Repeat the material exactly, every line of it.

------------------------

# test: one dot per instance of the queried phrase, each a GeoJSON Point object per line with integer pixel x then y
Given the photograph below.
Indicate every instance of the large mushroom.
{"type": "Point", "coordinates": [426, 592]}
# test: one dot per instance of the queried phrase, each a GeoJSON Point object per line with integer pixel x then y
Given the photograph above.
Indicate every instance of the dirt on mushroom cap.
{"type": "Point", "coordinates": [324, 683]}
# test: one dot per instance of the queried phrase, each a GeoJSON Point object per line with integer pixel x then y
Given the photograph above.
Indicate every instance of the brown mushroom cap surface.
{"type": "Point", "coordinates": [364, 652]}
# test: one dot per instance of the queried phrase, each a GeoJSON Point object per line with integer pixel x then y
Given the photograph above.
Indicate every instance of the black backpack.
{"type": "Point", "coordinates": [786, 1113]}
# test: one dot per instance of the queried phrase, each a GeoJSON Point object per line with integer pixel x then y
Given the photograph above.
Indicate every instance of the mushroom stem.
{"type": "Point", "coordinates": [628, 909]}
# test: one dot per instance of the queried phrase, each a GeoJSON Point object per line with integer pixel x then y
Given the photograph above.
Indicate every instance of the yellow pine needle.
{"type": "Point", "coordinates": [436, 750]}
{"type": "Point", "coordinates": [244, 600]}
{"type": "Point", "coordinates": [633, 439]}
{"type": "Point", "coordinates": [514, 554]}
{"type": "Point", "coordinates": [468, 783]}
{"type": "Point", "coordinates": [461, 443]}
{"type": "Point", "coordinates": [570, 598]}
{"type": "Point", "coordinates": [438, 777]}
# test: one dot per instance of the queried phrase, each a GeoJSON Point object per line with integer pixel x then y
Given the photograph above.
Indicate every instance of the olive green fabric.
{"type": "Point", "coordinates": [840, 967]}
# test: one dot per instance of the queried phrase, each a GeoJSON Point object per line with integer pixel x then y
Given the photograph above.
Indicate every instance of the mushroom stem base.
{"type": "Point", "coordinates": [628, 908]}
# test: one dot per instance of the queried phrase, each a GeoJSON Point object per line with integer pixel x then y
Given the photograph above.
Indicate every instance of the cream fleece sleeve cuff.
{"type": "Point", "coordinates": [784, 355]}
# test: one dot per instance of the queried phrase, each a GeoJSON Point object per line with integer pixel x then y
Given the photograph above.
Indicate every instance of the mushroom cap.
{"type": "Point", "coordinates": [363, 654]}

------------------------

** Solution to the problem **
# test: one dot per instance of the queried phrase, each a GeoJSON Point object per line with integer pixel x then y
Given the photograph below.
Indicate every instance of the large mushroom.
{"type": "Point", "coordinates": [426, 592]}
# test: one dot per instance of the queried phrase, each a GeoJSON Point object per line with integer pixel x then y
Given the photograph above.
Indicate every instance of the dirt on mushroom cap.
{"type": "Point", "coordinates": [324, 683]}
# test: one dot per instance of the queried phrase, each a GeoJSON Point object per line with integer pixel x then y
Given the photograph above.
Indicate every instance of the brown mushroom cap surface.
{"type": "Point", "coordinates": [364, 652]}
# test: one dot per instance of the queried phrase, each a GeoJSON Point object per line with integer pixel x then y
Given the photograph above.
Indicate every instance of the black backpack.
{"type": "Point", "coordinates": [786, 1113]}
# test: one dot per instance of the queried phrase, each a GeoJSON Point object per line with integer pixel x then y
Given the photograph above.
Indicate every instance of the mushroom stem.
{"type": "Point", "coordinates": [628, 909]}
# test: one dot per instance of the queried phrase, each a GeoJSON Point object per line with integer pixel x then y
Given the photograph above.
Indicate every instance of the yellow pine needle.
{"type": "Point", "coordinates": [436, 750]}
{"type": "Point", "coordinates": [244, 600]}
{"type": "Point", "coordinates": [633, 439]}
{"type": "Point", "coordinates": [514, 554]}
{"type": "Point", "coordinates": [468, 783]}
{"type": "Point", "coordinates": [461, 443]}
{"type": "Point", "coordinates": [570, 598]}
{"type": "Point", "coordinates": [438, 777]}
# test: one dot per instance of the queried phrase, each a GeoJSON Point object per line with integer pixel x then y
Given the photograph above.
Indicate every instance of the olive green fabric.
{"type": "Point", "coordinates": [840, 967]}
# test: one dot per instance of the queried phrase, each a GeoJSON Point object per line with integer pixel x then y
Given the photograph above.
Indicate every instance of the mushroom stem base.
{"type": "Point", "coordinates": [628, 908]}
# test: one dot per instance of the queried phrase, each a GeoJSON Point object per line with integer pixel x then y
Given the photograph above.
Indicate every instance of the cream fleece sleeve cuff.
{"type": "Point", "coordinates": [784, 355]}
# test: one dot per instance of the queried phrase, each a GeoJSON Point object per line with integer pixel x then y
Given the photograph above.
Indicate every instance of the mushroom cap.
{"type": "Point", "coordinates": [363, 654]}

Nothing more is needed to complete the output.